* _What is needed_: Print the records below exactly as they appear.

--- START Input ---

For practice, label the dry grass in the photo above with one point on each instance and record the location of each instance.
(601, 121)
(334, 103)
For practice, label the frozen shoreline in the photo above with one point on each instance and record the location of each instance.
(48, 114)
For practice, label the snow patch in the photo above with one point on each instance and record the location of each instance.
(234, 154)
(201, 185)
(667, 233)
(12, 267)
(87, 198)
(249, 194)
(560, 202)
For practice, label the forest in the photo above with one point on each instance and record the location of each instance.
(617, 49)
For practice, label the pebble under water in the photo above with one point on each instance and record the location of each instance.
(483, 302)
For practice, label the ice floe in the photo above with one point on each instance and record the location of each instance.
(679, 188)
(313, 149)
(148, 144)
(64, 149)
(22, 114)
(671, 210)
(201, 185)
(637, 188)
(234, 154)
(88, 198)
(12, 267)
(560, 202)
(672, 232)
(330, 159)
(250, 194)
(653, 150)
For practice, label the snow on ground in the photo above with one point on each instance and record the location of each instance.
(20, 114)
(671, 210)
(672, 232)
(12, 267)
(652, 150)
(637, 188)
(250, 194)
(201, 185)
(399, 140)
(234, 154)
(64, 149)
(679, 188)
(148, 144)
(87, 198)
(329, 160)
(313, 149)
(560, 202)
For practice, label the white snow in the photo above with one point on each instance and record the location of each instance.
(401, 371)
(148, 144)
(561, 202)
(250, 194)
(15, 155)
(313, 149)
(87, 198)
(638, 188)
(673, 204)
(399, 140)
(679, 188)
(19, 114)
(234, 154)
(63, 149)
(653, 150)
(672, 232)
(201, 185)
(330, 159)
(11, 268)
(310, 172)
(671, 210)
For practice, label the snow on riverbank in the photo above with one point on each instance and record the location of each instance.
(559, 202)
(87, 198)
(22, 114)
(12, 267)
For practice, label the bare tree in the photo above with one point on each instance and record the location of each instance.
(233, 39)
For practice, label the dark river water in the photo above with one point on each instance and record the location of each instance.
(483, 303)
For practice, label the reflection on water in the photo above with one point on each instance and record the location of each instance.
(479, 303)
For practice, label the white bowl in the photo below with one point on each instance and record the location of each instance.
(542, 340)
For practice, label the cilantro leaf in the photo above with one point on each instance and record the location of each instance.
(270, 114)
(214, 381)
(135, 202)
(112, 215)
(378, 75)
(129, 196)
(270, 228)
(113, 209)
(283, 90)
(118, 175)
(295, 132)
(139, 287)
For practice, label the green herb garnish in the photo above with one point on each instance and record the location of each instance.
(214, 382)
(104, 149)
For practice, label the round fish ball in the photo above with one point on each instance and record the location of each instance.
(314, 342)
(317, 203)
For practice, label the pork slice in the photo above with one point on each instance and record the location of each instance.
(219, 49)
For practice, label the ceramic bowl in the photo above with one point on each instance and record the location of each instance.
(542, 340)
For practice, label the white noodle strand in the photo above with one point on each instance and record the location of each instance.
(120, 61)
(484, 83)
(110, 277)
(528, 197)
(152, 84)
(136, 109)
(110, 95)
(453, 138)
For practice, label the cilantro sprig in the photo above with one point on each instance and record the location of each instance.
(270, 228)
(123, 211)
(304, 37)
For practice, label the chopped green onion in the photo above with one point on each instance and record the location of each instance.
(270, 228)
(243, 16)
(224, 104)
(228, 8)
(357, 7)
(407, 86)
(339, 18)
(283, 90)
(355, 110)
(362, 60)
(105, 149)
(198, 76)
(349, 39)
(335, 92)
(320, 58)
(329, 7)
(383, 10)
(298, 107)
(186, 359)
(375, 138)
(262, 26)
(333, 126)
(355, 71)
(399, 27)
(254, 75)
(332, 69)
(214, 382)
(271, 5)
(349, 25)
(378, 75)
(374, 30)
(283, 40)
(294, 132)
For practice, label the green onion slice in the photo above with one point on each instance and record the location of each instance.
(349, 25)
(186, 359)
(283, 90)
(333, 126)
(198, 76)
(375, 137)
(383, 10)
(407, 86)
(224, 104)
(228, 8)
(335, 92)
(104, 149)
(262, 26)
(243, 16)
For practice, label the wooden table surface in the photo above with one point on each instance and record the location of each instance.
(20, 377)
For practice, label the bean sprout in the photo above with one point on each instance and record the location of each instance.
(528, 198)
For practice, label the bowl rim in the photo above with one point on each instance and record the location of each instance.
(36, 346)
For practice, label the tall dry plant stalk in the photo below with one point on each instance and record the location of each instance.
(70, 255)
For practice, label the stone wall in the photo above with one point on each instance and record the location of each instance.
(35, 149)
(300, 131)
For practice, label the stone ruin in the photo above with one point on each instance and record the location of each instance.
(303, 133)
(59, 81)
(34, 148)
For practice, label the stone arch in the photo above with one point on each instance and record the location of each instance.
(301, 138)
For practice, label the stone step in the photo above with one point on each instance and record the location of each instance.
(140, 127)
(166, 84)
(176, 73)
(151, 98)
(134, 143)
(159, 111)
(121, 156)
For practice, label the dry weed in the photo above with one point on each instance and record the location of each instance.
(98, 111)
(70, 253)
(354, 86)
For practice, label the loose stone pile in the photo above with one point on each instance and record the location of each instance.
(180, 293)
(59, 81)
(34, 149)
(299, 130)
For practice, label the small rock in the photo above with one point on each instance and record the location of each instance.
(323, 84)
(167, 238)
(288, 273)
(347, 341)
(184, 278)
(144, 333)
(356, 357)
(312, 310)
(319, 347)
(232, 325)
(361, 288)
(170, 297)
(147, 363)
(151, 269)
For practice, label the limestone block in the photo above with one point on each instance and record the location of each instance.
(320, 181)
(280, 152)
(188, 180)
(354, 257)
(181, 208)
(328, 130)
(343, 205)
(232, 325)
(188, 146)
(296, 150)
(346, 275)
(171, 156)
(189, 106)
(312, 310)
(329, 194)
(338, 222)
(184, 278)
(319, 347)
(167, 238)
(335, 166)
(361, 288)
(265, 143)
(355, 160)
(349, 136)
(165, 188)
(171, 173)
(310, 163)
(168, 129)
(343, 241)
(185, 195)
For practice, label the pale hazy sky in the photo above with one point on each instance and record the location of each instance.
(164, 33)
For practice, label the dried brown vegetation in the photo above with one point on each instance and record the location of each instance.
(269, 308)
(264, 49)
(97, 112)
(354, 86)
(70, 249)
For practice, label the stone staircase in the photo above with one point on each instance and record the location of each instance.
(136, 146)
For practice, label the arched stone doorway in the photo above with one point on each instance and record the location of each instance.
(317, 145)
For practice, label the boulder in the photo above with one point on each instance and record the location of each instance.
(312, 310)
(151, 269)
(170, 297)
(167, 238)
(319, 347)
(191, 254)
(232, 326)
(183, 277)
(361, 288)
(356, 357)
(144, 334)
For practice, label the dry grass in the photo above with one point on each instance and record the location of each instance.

--- END Input ---

* _Expected output_:
For practice, label the dry grass in the photo above with one point on each instance and record the location of each instance.
(601, 121)
(334, 103)
For practice, label the frozen shoreline in the photo above with one point on each instance and record the location of each instance.
(48, 114)
For practice, label the snow patch in the photo above with one point on each instance and record the location of each instance.
(234, 154)
(201, 185)
(667, 233)
(12, 267)
(87, 198)
(249, 194)
(560, 202)
For practice, label the forest in the photo above with one point on each instance and record the location of each instance.
(617, 49)
For practice, label the pebble under water in the photo above with one point on each instance and record the location of each instance.
(483, 302)
For practice, label the ice floe in the photo above with one point on each instance and record the location of each instance.
(679, 188)
(313, 149)
(148, 144)
(64, 149)
(22, 114)
(671, 210)
(201, 185)
(637, 188)
(234, 154)
(88, 198)
(12, 267)
(560, 202)
(672, 232)
(330, 159)
(250, 194)
(653, 150)
For practice, label the snow on ground in the photo above with one point on each instance and record the location of each instance.
(20, 114)
(671, 210)
(672, 232)
(12, 267)
(652, 150)
(637, 188)
(250, 194)
(201, 185)
(399, 140)
(234, 154)
(64, 149)
(679, 188)
(148, 144)
(87, 198)
(329, 160)
(313, 149)
(560, 202)
For practice, label the white snow in the photo above with one point on each instance and record the location of each instance.
(401, 371)
(148, 144)
(561, 202)
(250, 194)
(15, 155)
(313, 149)
(87, 198)
(638, 188)
(673, 204)
(399, 140)
(679, 188)
(19, 114)
(234, 154)
(63, 149)
(653, 150)
(672, 232)
(201, 185)
(330, 159)
(11, 268)
(310, 172)
(671, 210)
For practice, label the snow on riverbank in the photo above with one point on each instance and record the location of each instance.
(559, 202)
(87, 198)
(22, 114)
(12, 267)
For practice, label the bare tree in the photo above with one point on each instance and record the location of each instance.
(233, 39)
For practice, label the dark river water in the photo above with one point on each instance and record the location of each instance.
(483, 303)
For practice, label the reflection on water in the photo above with one point on each instance and record the location of each instance.
(479, 303)
For practice, label the white bowl in the photo below with one point on each instance and record the location of each instance.
(542, 340)
For practice, label the cilantro leaf in the photo above with one point on each instance and record the location of each instance.
(270, 114)
(214, 381)
(135, 202)
(112, 215)
(378, 75)
(129, 196)
(270, 228)
(113, 209)
(283, 90)
(118, 175)
(295, 132)
(139, 287)
For practice, label the green herb garnish in the photo above with one point on each instance and record the location of each instance.
(214, 382)
(104, 149)
For practice, label the round fish ball in the photo above with one point on each instance and record the location of each instance.
(314, 342)
(317, 203)
For practice, label the pork slice in the photo above with one point on each instance and record the location of each instance.
(219, 49)
For practice, label the ceramic bowl in the photo above with one point on each instance and record the location of each instance.
(542, 340)
For practice, label the white noodle strand in the photo above with one point on each instance and record the location of each instance.
(120, 61)
(484, 83)
(110, 277)
(528, 197)
(152, 84)
(136, 109)
(110, 95)
(453, 138)
For practice, label the cilantro sprig in the photo above with one point on each instance and record the location of each instance.
(270, 228)
(123, 211)
(304, 37)
For practice, label the chopped green onion in the photo above with one point on each instance and record the location of each instance.
(270, 228)
(243, 16)
(224, 104)
(228, 8)
(357, 7)
(407, 86)
(339, 18)
(283, 90)
(355, 110)
(362, 60)
(105, 149)
(198, 76)
(349, 39)
(335, 92)
(320, 58)
(329, 7)
(383, 10)
(298, 107)
(186, 359)
(375, 138)
(262, 26)
(333, 126)
(355, 71)
(399, 27)
(254, 75)
(332, 69)
(214, 382)
(271, 5)
(349, 25)
(378, 75)
(374, 30)
(283, 40)
(294, 132)
For practice, label the green onion slice in the photo above with one point on each instance and record the location of each instance.
(349, 25)
(186, 359)
(283, 90)
(333, 126)
(198, 76)
(375, 137)
(383, 10)
(407, 86)
(224, 104)
(228, 8)
(335, 92)
(104, 149)
(262, 26)
(243, 16)
For practice, label the wooden table surface in the photo above with one point on each instance and record the location of each instance.
(20, 377)
For practice, label the bean sprout in the photo above with one point on each instance and record the location of each instance.
(528, 198)
For practice, label the bowl rim in the photo above with one point on each instance and record the location of each instance.
(36, 346)
For practice, label the tall dry plant stalk in the photo below with one point on each instance and record the location of each instance.
(70, 255)
For practice, label the stone wall in the photo above with one point on each instance and record the location of each instance.
(35, 149)
(300, 131)
For practice, label the stone ruin in the photo above with one point on each instance and record the location of each instance.
(303, 133)
(59, 81)
(34, 148)
For practice, label the stone arch in the photo above with one point on each instance and record the location of each instance.
(301, 138)
For practice, label the stone step in the photo above with one point on each instance and record the location of each instance.
(140, 127)
(166, 84)
(176, 73)
(151, 98)
(134, 143)
(159, 111)
(121, 156)
For practice, label the dry weed in the photo above with one point on each instance and record the location of each instance.
(98, 111)
(70, 253)
(354, 86)
For practice, label the loose stone pile in the photo above with one point on each instance and record the location of each instance.
(180, 293)
(59, 81)
(34, 149)
(299, 130)
For practice, label the small rock in the photo above with one point on each instance and record the location of each instance.
(323, 84)
(167, 238)
(288, 273)
(347, 341)
(184, 278)
(144, 333)
(356, 357)
(312, 310)
(319, 347)
(232, 325)
(361, 288)
(170, 297)
(147, 363)
(151, 269)
For practice, label the limestone block in the photo above with one point on each instance and record the location of each instance.
(320, 181)
(280, 152)
(188, 180)
(354, 257)
(181, 208)
(328, 130)
(343, 205)
(232, 325)
(188, 146)
(296, 150)
(346, 275)
(171, 156)
(189, 106)
(312, 310)
(329, 194)
(338, 222)
(184, 278)
(319, 347)
(167, 238)
(335, 166)
(361, 288)
(265, 143)
(355, 160)
(349, 136)
(165, 188)
(171, 173)
(310, 163)
(168, 129)
(343, 241)
(185, 195)
For practice, label the pale hazy sky in the photo above with one point on each instance and record the location of each instance.
(164, 33)
For practice, label the dried brown vegetation in the photo above with one point on each instance and record the location of each instance.
(269, 308)
(264, 49)
(97, 112)
(354, 86)
(70, 249)
For practice, label the stone staircase in the photo above with one point on each instance and record the location of each instance.
(136, 146)
For practice, label the arched stone doorway in the photo above with one point on each instance and record the location of each instance.
(317, 145)
For practice, label the boulder in the photo above with one point on each instance and record the location of each instance.
(312, 310)
(151, 269)
(170, 297)
(167, 238)
(319, 347)
(191, 254)
(232, 326)
(183, 277)
(361, 288)
(356, 357)
(144, 334)
For practice, label the dry grass in the photo above with one point on each instance and record the location of each instance.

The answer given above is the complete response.